_What is asked:_
[1] Summarize the megaparsec issue thread in two sentences.
[2] Continue the megaparsec issue thread below from its final line.

_Document passage:_
╔══

Wrong source locations on `unexpected end of input` with custom tokens
sol opened this issue · 2 comments
Given the example code at https://markkarpov.com/tutorial/megaparsec.html#working-with-custom-input-streams, if I modify exampleStream
to
exampleStream :: MyStream
exampleStream = MyStream
"5 + 6"
[ at 1 1 (Int 5)
, at 1 3 Plus -- (1)
]
where
at l c = WithPos (at' l c) (at' l (c + 1)) 2
at' l c = SourcePos "" (mkPos l) (mkPos c)
then I get a wrong source location in the error message:
ghci> parseTest (pSum <* eof) exampleStream
1:1:
|
1 | 5 +
| ^
unexpected end of input
expecting integer
I haven't investigated any further, so not sure if it's an issue with the instance definitions from the tutorial or an issue with megaparsec
itself. From what I tried, it seems to work fine with character based parsers.
Thanks for spotting this! The problem is in the definition of the reachOffset
method from TraversableStream MyStream
. When after splitting the stream there are tokens following the location of the error it should not default to the previous position (here, 1:1), but perhaps it should instead assume the position of the end of the span of the last consumed token, e.g.:
@@ -20,7 +20,9 @@ instance TraversableStream MyStream where
sameLine = sourceLine newSourcePos == sourceLine pstateSourcePos
newSourcePos =
case post of
- [] -> pstateSourcePos
+ [] -> case unMyStream pstateInput of
+ [] -> pstateSourcePos
+ xs -> endPos (last xs)

╚══

_Entries from an annotation dataset:_
╔══

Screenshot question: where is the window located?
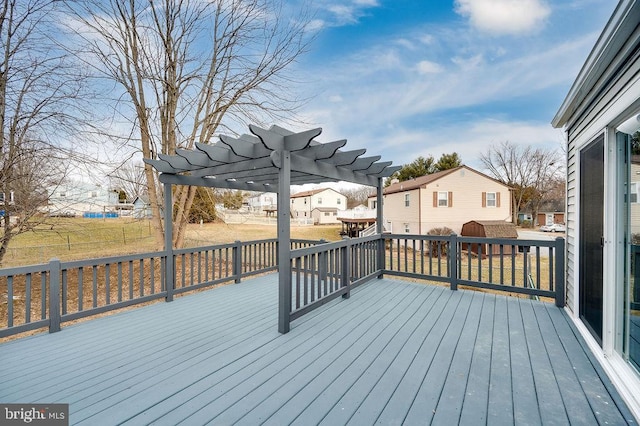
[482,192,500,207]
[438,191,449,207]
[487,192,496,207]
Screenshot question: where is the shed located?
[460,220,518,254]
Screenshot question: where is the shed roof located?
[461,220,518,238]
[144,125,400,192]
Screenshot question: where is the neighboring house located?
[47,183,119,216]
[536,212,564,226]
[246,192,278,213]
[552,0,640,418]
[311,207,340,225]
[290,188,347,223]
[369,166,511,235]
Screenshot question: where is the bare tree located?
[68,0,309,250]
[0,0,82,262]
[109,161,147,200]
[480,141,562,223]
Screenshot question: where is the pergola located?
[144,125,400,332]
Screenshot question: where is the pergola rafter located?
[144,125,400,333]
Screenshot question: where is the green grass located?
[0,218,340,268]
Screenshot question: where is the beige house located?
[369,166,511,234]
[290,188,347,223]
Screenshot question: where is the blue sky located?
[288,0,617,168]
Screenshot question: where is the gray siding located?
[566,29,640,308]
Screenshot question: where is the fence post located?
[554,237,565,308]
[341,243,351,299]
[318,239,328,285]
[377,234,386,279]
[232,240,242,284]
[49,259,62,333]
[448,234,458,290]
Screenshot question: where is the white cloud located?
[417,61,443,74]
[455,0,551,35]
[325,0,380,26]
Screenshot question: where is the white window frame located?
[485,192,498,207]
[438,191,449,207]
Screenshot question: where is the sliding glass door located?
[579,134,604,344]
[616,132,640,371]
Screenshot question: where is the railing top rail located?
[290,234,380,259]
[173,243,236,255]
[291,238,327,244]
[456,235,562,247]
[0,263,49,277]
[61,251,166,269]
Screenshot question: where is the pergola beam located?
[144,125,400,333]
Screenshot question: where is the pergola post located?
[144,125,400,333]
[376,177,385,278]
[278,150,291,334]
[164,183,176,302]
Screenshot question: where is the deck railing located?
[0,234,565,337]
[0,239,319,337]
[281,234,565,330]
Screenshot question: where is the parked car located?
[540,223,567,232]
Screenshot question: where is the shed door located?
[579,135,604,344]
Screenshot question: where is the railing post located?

╚══

_Task answers:_
[1] After a modification to the exampleStream from the megaparsec tutorial on custom input streams, an "unexpected end of input" error reports the wrong source location, 1:1, though the reporter found that character-based parsers seem to work fine. The reply traces the fault to the reachOffset method of TraversableStream MyStream and suggests that, instead of defaulting to the previous position, it should take the end of the span of the last consumed token.

[2]
(x:_) -> startPos x
(pre, post) = splitAt (o - pstateOffset) (unMyStream pstateInput)
(preStr, postStr) = splitAt tokensConsumed (myStreamInput pstateInput)
Then, assuming you also change the "original user input" in exampleStream
to match the tokens:
exampleStream :: MyStream
exampleStream = MyStream
"5 +"
[ at 1 1 (Int 5)
, at 1 3 Plus -- (1)
]
where
at l c = WithPos (at' l c) (at' l (c + 1)) 2
at' l c = SourcePos "" (mkPos l) (mkPos c)
...it seems to work:
ghci> parseTest (pSum <* eof) exampleStream
1:4:
|
1 | 5 +
| ^
unexpected end of input
expecting integer
I'm going to push a fix for that tutorial.
This is now fixed.